*** Document segment Section Begins ***

Nou P'ap Janm Bliye. We will never forget.

Today has been a day full of gratitude that I am in Haiti on the one-year anniversary of the earthquake and Molly's death. I'm so thankful to be surrounded by a community that understands. It also puts things into perspective to be surrounded by others who may have lost more than I did or suffered more than I did. For the first time in a year, I don't feel alone in this.

Last night we drove out to Titanyin, the site of the mass graves of the earthquake victims, bringing the bodies of two cholera victims to honor and bury. When we pulled into the clearing, we saw that the hills above were on fire with thousands of brush fires lit to honor the day. It was eerie but the thought that hundreds of people were out there beyond the flames, honoring their dead like we were, was comforting.

This morning we drove into Port-au-Prince. I saw the collapsed National palace behind rows of tents and shacks. Haiti is full of contrasts.

Then we parked near the collapsed cathedral in downtown Port-au-Prince to attend the main memorial mass, with all of the fancy bishops and even the Cardinal in residence. At first we were near the front, but the media cameras shoving their way through took the meaning out of the event for me. Incredibly frustrating and contrasted with the screams and shrieks of mourners in the crowd. One thing I will take from today is distaste with the media. One woman was entirely prostrated on the ground, crying, and news cameras were in her face. I couldn't take much more of it, so we looked up to see our friend Conan standing up in the balcony of the ruined cathedral, overlooking the ceremony from above. And we decided to join him. From the cathedral balcony; faithful sitting in the rubble listening to the Cardinal speak.

*** Document segment Section Ends ***
*** Material provided Section Begins ***

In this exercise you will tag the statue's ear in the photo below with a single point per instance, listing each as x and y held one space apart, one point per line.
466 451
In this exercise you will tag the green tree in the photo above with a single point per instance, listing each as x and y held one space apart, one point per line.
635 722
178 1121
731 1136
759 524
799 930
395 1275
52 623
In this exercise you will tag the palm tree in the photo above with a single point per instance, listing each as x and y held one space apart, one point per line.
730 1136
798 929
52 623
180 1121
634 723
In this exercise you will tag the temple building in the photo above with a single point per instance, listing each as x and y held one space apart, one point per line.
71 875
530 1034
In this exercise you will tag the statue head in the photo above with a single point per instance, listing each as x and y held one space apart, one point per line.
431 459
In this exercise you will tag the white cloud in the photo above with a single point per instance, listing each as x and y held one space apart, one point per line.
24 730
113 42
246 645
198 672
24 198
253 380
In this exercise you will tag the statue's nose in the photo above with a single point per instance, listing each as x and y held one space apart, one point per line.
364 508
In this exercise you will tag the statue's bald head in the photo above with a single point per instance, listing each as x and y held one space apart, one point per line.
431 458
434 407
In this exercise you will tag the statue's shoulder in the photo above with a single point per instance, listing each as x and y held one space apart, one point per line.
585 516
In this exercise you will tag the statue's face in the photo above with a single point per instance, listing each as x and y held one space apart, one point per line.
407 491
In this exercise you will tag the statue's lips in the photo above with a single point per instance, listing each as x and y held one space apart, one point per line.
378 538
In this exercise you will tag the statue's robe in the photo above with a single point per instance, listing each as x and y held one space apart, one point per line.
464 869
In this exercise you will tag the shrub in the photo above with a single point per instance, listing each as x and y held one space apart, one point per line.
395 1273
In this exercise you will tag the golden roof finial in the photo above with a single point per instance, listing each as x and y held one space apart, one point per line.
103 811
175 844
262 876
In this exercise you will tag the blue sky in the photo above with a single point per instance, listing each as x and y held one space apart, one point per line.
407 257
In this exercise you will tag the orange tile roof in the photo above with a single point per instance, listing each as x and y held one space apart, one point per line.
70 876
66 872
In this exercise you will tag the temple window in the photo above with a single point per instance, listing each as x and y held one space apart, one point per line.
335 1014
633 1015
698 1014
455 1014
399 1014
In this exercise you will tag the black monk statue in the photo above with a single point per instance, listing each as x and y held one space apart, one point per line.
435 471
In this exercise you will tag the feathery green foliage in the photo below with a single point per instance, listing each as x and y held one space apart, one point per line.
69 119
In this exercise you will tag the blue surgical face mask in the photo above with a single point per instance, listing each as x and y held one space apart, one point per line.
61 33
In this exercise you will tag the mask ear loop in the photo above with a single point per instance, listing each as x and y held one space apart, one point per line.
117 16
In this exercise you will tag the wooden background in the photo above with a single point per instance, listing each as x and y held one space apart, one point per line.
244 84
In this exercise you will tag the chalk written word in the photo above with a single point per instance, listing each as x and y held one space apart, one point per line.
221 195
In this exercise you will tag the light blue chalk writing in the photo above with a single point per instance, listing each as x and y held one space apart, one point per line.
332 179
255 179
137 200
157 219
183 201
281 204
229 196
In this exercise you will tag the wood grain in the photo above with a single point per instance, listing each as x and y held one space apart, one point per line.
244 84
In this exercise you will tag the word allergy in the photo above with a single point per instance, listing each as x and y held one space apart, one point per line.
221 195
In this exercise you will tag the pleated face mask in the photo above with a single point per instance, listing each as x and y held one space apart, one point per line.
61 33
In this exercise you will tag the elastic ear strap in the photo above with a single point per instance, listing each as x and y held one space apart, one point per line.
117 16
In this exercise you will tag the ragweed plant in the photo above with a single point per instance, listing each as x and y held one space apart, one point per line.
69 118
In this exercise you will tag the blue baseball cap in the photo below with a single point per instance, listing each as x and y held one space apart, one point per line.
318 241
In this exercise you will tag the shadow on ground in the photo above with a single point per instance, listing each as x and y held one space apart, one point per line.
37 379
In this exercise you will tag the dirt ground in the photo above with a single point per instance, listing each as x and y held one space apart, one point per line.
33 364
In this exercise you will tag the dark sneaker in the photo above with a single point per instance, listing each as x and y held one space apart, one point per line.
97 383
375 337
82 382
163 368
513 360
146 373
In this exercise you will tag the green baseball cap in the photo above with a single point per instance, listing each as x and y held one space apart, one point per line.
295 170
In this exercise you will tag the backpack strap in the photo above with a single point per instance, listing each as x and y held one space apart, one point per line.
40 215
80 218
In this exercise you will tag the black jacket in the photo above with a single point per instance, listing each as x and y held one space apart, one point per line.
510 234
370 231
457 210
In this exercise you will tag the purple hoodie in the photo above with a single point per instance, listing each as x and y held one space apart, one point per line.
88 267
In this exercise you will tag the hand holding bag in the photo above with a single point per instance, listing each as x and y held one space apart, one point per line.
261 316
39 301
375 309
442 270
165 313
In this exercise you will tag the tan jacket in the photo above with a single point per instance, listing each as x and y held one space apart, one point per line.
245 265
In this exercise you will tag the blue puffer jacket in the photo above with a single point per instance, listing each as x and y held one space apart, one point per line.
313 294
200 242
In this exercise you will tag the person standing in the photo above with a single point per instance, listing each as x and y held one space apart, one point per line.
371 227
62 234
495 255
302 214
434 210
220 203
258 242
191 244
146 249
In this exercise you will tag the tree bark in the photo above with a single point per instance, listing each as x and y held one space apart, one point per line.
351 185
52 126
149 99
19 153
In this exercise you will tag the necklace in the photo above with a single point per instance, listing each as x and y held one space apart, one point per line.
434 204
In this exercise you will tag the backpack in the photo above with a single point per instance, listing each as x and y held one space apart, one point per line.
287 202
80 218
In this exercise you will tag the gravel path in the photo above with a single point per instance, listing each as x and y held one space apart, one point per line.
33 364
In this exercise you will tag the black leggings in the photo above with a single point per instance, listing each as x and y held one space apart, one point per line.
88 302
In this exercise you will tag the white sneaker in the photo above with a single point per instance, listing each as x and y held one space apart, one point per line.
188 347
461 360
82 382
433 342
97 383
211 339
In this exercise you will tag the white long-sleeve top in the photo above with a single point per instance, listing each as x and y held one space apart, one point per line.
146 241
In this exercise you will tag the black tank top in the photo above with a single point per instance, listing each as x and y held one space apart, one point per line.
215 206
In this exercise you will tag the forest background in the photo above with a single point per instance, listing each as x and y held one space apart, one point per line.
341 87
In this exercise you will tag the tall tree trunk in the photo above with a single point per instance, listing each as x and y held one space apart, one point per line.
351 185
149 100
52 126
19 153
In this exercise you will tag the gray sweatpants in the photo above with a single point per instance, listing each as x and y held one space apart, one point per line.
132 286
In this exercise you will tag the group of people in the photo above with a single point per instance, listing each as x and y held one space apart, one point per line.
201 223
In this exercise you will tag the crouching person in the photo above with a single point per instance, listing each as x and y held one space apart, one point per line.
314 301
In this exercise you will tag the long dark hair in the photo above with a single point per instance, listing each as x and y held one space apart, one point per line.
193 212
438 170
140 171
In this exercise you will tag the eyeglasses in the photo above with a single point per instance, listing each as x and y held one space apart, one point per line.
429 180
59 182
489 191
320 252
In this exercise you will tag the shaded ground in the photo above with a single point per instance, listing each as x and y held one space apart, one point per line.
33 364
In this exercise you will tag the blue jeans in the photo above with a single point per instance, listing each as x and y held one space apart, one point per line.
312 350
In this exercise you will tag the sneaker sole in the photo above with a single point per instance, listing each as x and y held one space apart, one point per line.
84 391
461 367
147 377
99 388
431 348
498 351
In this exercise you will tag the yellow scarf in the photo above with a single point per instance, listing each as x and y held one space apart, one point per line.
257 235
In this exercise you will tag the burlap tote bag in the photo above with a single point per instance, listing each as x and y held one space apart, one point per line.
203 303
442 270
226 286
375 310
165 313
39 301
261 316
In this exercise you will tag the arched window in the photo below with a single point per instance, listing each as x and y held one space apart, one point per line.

*** Material provided Section Ends ***

_Exercise brief_
How would you say "This morning we drove into Port-au-Prince." from the earthquake anniversary text in Spanish? The data has no connection to the text.

_Answer space_
Esta mañana fuimos en coche a Puerto Príncipe.